(Your objective): Take the line with "<point>475,47</point>" as the first line and the last line of the data as the final one. Write out those lines exactly, and no others.

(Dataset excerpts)

_ _ _ _ _

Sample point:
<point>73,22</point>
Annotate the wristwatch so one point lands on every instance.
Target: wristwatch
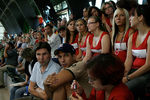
<point>128,78</point>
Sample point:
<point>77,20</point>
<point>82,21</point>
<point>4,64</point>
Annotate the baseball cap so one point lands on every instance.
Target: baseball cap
<point>65,47</point>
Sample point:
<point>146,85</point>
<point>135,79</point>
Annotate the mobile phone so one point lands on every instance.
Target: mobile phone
<point>73,92</point>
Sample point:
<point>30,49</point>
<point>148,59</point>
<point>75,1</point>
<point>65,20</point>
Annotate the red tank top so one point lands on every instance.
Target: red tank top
<point>75,44</point>
<point>139,53</point>
<point>83,47</point>
<point>108,22</point>
<point>122,53</point>
<point>97,49</point>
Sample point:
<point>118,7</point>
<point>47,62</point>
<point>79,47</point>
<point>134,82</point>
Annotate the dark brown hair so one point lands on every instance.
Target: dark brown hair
<point>106,67</point>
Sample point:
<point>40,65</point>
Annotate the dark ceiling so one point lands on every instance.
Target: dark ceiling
<point>21,15</point>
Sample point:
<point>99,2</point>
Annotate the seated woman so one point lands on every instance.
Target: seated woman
<point>99,70</point>
<point>21,88</point>
<point>99,41</point>
<point>72,35</point>
<point>137,64</point>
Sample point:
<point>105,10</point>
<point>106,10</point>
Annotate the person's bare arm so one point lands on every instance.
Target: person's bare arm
<point>36,91</point>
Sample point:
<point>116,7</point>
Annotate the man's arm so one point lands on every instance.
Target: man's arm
<point>36,91</point>
<point>55,80</point>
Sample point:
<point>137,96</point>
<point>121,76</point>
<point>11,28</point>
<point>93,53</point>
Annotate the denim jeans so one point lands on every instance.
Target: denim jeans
<point>17,92</point>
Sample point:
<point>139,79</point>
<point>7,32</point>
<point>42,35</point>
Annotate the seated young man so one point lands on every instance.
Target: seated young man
<point>59,84</point>
<point>44,67</point>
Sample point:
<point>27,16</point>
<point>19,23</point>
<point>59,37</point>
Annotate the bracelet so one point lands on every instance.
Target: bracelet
<point>128,78</point>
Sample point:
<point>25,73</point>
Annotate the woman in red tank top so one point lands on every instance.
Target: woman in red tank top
<point>99,70</point>
<point>83,35</point>
<point>120,33</point>
<point>99,41</point>
<point>137,64</point>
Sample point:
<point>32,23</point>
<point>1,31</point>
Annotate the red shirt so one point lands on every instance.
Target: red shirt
<point>122,53</point>
<point>75,44</point>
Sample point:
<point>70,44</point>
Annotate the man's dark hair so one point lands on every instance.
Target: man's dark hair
<point>43,45</point>
<point>28,53</point>
<point>107,68</point>
<point>127,4</point>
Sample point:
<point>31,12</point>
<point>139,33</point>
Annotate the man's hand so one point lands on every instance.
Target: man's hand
<point>50,82</point>
<point>41,93</point>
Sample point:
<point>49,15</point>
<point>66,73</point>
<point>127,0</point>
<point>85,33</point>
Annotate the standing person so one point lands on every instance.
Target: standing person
<point>52,38</point>
<point>11,56</point>
<point>39,37</point>
<point>62,33</point>
<point>58,83</point>
<point>66,57</point>
<point>99,41</point>
<point>120,33</point>
<point>72,35</point>
<point>99,70</point>
<point>137,64</point>
<point>19,90</point>
<point>81,26</point>
<point>44,67</point>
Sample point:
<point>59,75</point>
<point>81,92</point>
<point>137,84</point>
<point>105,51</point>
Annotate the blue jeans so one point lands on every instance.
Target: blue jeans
<point>17,92</point>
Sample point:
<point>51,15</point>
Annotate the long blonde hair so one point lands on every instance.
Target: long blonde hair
<point>115,27</point>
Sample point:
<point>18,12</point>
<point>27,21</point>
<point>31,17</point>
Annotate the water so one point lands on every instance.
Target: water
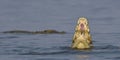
<point>61,15</point>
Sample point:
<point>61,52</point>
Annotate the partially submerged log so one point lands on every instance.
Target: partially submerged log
<point>36,32</point>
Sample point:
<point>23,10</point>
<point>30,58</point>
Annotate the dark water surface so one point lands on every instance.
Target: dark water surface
<point>61,15</point>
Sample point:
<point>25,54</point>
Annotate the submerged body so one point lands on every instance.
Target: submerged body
<point>82,37</point>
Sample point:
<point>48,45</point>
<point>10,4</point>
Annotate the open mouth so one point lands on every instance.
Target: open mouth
<point>82,27</point>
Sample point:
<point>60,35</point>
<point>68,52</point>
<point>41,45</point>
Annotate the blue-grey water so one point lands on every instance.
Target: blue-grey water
<point>61,15</point>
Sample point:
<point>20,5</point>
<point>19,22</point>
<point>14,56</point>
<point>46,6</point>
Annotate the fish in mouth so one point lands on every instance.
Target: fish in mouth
<point>82,37</point>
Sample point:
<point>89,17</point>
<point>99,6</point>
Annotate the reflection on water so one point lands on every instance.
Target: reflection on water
<point>62,15</point>
<point>83,57</point>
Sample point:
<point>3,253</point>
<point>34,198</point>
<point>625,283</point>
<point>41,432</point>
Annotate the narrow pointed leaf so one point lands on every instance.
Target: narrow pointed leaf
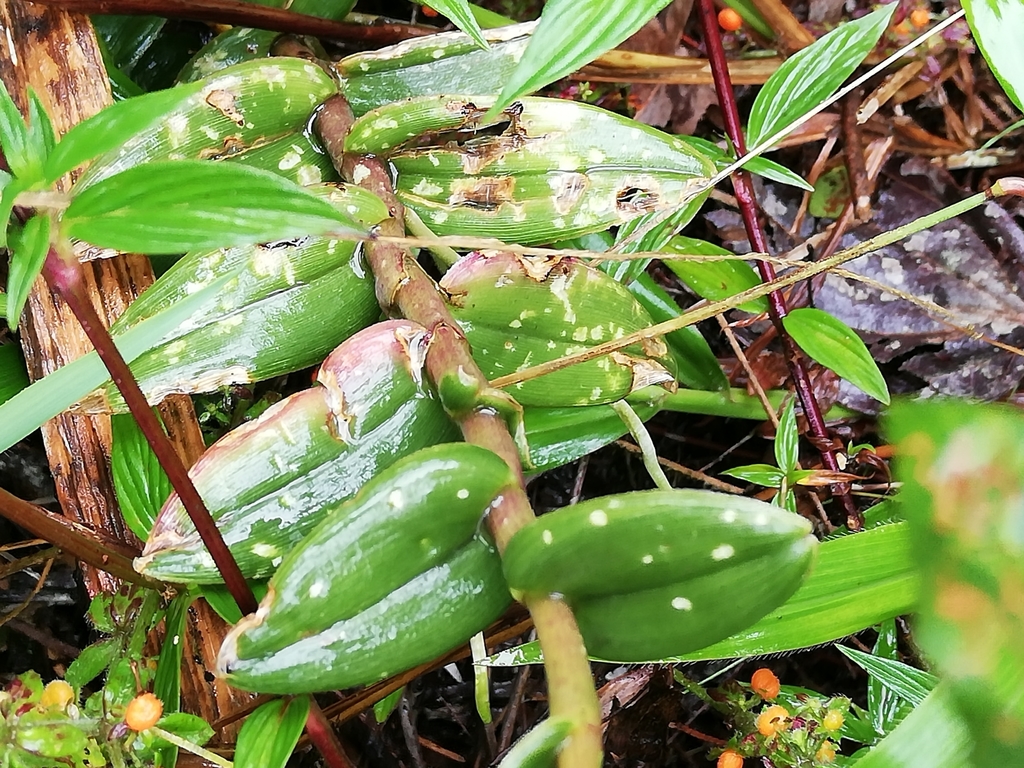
<point>830,342</point>
<point>268,736</point>
<point>808,78</point>
<point>29,247</point>
<point>570,34</point>
<point>997,27</point>
<point>459,13</point>
<point>176,206</point>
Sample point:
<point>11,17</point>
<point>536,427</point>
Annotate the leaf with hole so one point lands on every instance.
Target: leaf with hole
<point>834,344</point>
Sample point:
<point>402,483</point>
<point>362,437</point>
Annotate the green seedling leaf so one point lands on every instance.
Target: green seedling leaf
<point>24,413</point>
<point>934,735</point>
<point>177,206</point>
<point>962,467</point>
<point>384,708</point>
<point>268,736</point>
<point>830,342</point>
<point>139,481</point>
<point>787,440</point>
<point>760,474</point>
<point>222,602</point>
<point>13,376</point>
<point>714,281</point>
<point>858,581</point>
<point>443,64</point>
<point>759,166</point>
<point>903,680</point>
<point>111,128</point>
<point>809,77</point>
<point>29,246</point>
<point>91,662</point>
<point>14,139</point>
<point>996,26</point>
<point>459,13</point>
<point>538,748</point>
<point>570,34</point>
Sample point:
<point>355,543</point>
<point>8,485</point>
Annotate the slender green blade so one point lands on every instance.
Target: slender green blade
<point>570,34</point>
<point>808,78</point>
<point>176,206</point>
<point>837,346</point>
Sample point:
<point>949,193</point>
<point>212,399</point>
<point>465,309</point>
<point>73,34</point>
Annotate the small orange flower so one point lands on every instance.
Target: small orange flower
<point>773,720</point>
<point>920,17</point>
<point>825,753</point>
<point>765,684</point>
<point>729,19</point>
<point>833,720</point>
<point>143,712</point>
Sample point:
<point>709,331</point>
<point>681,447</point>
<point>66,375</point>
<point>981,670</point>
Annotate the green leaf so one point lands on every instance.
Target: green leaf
<point>45,398</point>
<point>92,660</point>
<point>570,34</point>
<point>903,680</point>
<point>931,736</point>
<point>458,11</point>
<point>997,27</point>
<point>269,734</point>
<point>787,440</point>
<point>139,481</point>
<point>29,247</point>
<point>713,280</point>
<point>14,138</point>
<point>834,344</point>
<point>962,466</point>
<point>537,749</point>
<point>13,377</point>
<point>175,206</point>
<point>760,166</point>
<point>760,474</point>
<point>808,78</point>
<point>111,128</point>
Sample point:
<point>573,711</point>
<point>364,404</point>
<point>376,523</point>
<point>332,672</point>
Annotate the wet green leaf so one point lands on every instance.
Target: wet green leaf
<point>29,246</point>
<point>176,206</point>
<point>269,734</point>
<point>834,344</point>
<point>997,26</point>
<point>570,34</point>
<point>809,77</point>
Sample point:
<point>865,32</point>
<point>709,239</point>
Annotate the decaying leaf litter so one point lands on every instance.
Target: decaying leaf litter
<point>923,146</point>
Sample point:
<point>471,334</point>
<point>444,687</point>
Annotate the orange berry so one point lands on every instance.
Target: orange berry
<point>143,712</point>
<point>773,720</point>
<point>729,19</point>
<point>57,694</point>
<point>825,753</point>
<point>920,17</point>
<point>833,720</point>
<point>765,684</point>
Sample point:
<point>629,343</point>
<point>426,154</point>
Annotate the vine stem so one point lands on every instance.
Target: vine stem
<point>65,276</point>
<point>776,302</point>
<point>404,289</point>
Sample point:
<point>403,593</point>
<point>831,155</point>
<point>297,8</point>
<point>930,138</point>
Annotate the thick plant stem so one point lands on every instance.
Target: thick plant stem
<point>776,303</point>
<point>403,289</point>
<point>65,276</point>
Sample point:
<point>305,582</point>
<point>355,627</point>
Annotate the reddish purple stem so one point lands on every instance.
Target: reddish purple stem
<point>776,302</point>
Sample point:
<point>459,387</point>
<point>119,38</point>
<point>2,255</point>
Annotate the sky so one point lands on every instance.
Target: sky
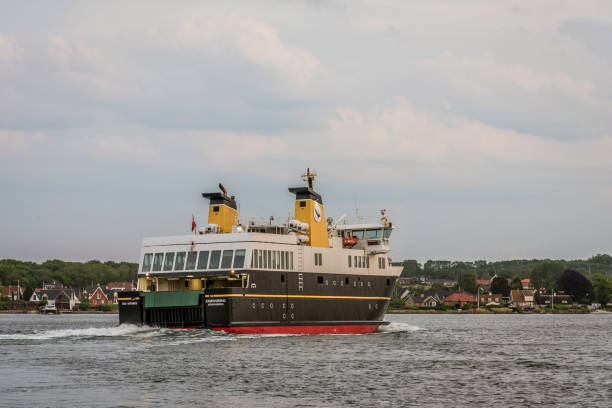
<point>482,127</point>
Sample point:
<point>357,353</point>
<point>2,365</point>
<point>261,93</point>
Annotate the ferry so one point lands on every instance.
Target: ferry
<point>307,275</point>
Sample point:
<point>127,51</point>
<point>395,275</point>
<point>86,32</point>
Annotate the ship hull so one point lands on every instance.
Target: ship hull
<point>269,303</point>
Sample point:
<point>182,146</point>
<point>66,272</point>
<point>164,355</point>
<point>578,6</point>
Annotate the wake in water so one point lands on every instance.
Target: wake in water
<point>123,330</point>
<point>395,327</point>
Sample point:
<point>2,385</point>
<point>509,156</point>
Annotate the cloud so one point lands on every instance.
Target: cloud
<point>486,68</point>
<point>9,50</point>
<point>596,35</point>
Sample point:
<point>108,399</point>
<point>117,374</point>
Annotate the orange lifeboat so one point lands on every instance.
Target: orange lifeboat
<point>349,241</point>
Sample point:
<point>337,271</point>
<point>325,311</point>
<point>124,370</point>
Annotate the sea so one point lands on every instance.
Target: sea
<point>416,361</point>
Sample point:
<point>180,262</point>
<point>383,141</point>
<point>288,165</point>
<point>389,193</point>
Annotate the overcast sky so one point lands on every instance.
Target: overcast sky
<point>483,127</point>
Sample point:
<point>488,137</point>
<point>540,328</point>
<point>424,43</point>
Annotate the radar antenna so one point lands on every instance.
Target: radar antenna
<point>309,177</point>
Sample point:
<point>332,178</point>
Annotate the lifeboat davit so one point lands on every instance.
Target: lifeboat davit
<point>350,241</point>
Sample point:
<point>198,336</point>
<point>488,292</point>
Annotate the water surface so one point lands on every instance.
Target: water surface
<point>418,360</point>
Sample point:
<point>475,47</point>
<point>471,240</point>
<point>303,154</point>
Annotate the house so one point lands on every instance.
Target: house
<point>490,299</point>
<point>556,300</point>
<point>102,297</point>
<point>121,286</point>
<point>420,300</point>
<point>522,298</point>
<point>13,292</point>
<point>62,298</point>
<point>460,299</point>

_ _ _ _ _

(Exercise response):
<point>475,47</point>
<point>471,240</point>
<point>303,154</point>
Annotate the house so one point lands on every instance.
Target: house
<point>490,299</point>
<point>556,300</point>
<point>102,297</point>
<point>121,286</point>
<point>420,300</point>
<point>522,298</point>
<point>13,292</point>
<point>62,298</point>
<point>460,299</point>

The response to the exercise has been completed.